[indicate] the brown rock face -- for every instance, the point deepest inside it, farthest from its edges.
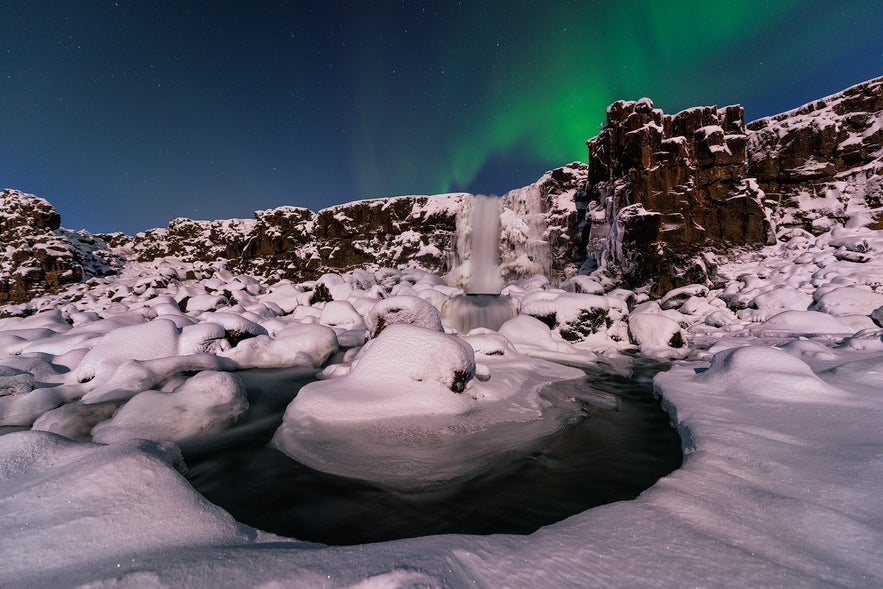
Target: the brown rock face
(663, 187)
(821, 163)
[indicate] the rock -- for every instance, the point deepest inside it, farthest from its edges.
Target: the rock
(41, 257)
(668, 186)
(823, 159)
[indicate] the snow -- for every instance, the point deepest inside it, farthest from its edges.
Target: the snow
(410, 309)
(207, 402)
(775, 392)
(409, 414)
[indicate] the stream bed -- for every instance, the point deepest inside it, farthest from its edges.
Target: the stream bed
(620, 445)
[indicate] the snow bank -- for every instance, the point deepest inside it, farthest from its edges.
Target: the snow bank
(412, 310)
(207, 402)
(409, 416)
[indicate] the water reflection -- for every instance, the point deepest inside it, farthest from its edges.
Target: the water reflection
(621, 447)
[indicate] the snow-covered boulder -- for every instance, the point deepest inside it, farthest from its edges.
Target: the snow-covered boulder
(409, 415)
(412, 310)
(155, 339)
(299, 344)
(207, 402)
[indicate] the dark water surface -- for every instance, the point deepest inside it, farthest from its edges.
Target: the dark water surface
(622, 447)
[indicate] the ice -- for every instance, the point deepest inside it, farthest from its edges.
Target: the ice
(412, 310)
(207, 402)
(299, 344)
(410, 416)
(657, 336)
(156, 339)
(777, 399)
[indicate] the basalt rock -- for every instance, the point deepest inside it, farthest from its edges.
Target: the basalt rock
(662, 188)
(821, 164)
(40, 256)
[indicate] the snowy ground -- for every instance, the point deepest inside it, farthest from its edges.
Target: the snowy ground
(776, 388)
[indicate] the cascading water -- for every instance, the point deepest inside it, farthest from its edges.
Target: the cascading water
(484, 276)
(482, 306)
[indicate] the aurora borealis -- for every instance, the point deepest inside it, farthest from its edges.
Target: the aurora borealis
(128, 114)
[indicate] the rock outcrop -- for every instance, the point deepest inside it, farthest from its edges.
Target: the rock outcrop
(662, 188)
(822, 164)
(39, 256)
(659, 195)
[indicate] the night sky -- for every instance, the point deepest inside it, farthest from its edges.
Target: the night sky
(126, 115)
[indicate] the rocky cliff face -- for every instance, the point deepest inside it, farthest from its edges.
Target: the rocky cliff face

═══

Work to do: Put every line of the rows above into a numbered list, skipping blank lines and leaving out the picture lines.

Answer to the task:
1. [indicate] the brown rock face -- for every instance, the point deepest inside it, farthest from its edges.
2. Target: the brown rock face
3. (663, 187)
4. (821, 163)
5. [indicate] the rock -- for every instance, the point deepest inside it, farthest from its edges.
6. Target: the rock
7. (41, 257)
8. (668, 186)
9. (823, 159)
10. [indicate] the snow -- for every instance, the point deepest inside it, farthest from its edges.
11. Target: the snow
12. (410, 309)
13. (207, 402)
14. (775, 392)
15. (409, 414)
16. [indicate] the stream bed -- for every instance, the point deepest inside it, farthest from its edges.
17. Target: the stream bed
18. (620, 445)
19. [indicate] the snow bank -- for every instance, the point deepest inside it, farthest from its edges.
20. Target: the snow bank
21. (412, 310)
22. (207, 402)
23. (409, 416)
24. [indicate] the water reflection -- for every instance, the point deepest inside it, farthest from its edges.
25. Target: the water reflection
26. (621, 447)
27. [indicate] the snow-covered boulder -- for every instance, the point deepest inside it, farthest from its edges.
28. Target: the snow-covered boulder
29. (409, 415)
30. (412, 310)
31. (155, 339)
32. (299, 344)
33. (207, 402)
34. [indicate] the dark water surface -- for every instance, the point deepest inside it, farthest from its edges.
35. Target: the dark water surface
36. (622, 447)
37. [indicate] the ice -- for every instance, the point deepest inside it, farthest from its edges.
38. Target: the ice
39. (412, 310)
40. (207, 402)
41. (299, 344)
42. (410, 416)
43. (657, 336)
44. (156, 339)
45. (777, 399)
46. [indicate] the basalt rock -- for every instance, the point deepest inside it, farthest from its edges.
47. Target: the basalt rock
48. (662, 188)
49. (821, 164)
50. (40, 256)
51. [indicate] the snowy ground -- for every instance, the point deepest inside it, farthest from its edges.
52. Target: the snowy ground
53. (776, 388)
54. [indicate] the cascading water -- for every instance, the point deepest inside it, farthest from its edges.
55. Target: the cascading water
56. (484, 276)
57. (482, 306)
58. [indicate] the aurora borealis -- for every instance, the point deepest inside it, farthest from its edges.
59. Target: the aurora borealis
60. (128, 114)
61. [indicate] the rock outcrop -- for every instance, the point deepest inside it, farthest from its edges.
62. Target: the rock outcrop
63. (662, 188)
64. (822, 164)
65. (39, 256)
66. (659, 195)
67. [indicate] the night sky -- for every instance, the point deepest inside it, farthest from its edges.
68. Target: the night sky
69. (126, 115)
70. [indicate] the rocky cliff face -- for every instance, the point deepest inside it, farthest from its edges.
71. Target: the rocky cliff face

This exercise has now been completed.